### Given exercise A
From the rows below, pull out every line that contains the string "neck". Case matters.

### Document text
=-=-=-=-=
If you are one of the Irish contingent reading this you will know what I mean when I say that it was a soft day (talking about the weather not the cycling). It sort of drizzled with varying degrees of intensity for most of the day, however unlike a soft Irish day it was very windy - a headwind of course! We left Pornic on the Velodyssey route but abandoned when it started to disappear down a rough farm track. We also noticed that one of the roads it uses is only possible at low tide - if you got there and couldn't cross the causeway it would be a monstrous diversion, so we bailed out early and slid round the potential obstacle. Navigation was even worse than previous days, not helped by heavy traffic and bad weather. In fact I have to ( reluctantly) admit that if the Mechanic didn't have a compass on his handlebars we would probably still be circling St Jean de Mont!
We did our longest day so far - 76 miles- and even then had cut a few corners. If anyone can come up with a good reason why the French don't use road signs pointing to places that the road actually goes to, please let me know. We did manage a few quiet roads, but navigation issues and distance meant that we did more than we would have liked on busy routes. One thing that took us by surprise was the Sunday opening hours here. If supermarkets are open at all on Sunday it is morning only. We sat outside a (closed) hypermarket at 1.30pm having lunch and sheltering from the rain in the entrance, while hordes of people cruised slowly past in their cars checking to see if it was open. We rode through a couple of big sea-side resorts straight after lunch and can report that on a wet, windy Sunday afternoon a French sea-side resort looks much the same s a UK one, with fewer anoraks on display!
=-=-=-=-=
### Given exercise B
Transcribe the cycling blog post above word for word, from "If you are one" up to and including "Jean de Mont!".
=-=-=-=-=
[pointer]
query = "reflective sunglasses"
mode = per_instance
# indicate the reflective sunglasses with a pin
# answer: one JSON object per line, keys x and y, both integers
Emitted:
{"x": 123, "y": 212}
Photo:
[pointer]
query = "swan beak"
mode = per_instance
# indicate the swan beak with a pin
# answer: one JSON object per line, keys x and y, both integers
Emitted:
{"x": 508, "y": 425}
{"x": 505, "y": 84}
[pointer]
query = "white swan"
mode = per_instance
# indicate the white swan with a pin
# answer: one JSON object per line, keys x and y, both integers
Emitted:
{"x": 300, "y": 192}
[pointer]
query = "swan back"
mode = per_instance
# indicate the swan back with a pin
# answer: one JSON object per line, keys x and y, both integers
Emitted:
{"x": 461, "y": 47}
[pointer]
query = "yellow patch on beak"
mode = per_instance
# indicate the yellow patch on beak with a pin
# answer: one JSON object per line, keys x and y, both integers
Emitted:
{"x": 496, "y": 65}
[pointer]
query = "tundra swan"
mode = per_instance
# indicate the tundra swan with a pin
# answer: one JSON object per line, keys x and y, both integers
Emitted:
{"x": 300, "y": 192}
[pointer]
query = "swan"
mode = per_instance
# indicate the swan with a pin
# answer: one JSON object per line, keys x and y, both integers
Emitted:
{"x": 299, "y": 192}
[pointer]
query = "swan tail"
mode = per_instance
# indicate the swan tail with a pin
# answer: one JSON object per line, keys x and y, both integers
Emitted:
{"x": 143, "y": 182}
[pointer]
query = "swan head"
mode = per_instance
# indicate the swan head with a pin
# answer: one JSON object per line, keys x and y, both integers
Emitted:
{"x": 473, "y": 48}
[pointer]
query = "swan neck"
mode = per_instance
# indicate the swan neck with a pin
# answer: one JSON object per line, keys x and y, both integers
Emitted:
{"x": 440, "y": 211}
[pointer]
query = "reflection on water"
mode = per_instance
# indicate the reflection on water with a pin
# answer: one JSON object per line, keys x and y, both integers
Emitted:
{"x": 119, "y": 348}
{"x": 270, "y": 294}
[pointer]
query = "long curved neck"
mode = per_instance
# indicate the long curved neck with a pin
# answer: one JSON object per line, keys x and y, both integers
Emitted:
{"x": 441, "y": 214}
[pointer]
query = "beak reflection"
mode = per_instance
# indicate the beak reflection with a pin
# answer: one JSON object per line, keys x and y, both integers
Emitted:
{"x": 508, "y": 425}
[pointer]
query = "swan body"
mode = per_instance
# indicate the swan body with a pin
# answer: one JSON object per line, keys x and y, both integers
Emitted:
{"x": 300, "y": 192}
=-=-=-=-=
### Correct response A
query = "swan neck"
# indicate the swan neck with a pin
query = "long curved neck"
# indicate the long curved neck with a pin

### Correct response B
If you are one of the Irish contingent reading this you will know what I mean when I say that it was a soft day (talking about the weather not the cycling). It sort of drizzled with varying degrees of intensity for most of the day, however unlike a soft Irish day it was very windy - a headwind of course! We left Pornic on the Velodyssey route but abandoned when it started to disappear down a rough farm track. We also noticed that one of the roads it uses is only possible at low tide - if you got there and couldn't cross the causeway it would be a monstrous diversion, so we bailed out early and slid round the potential obstacle. Navigation was even worse than previous days, not helped by heavy traffic and bad weather. In fact I have to ( reluctantly) admit that if the Mechanic didn't have a compass on his handlebars we would probably still be circling St Jean de Mont!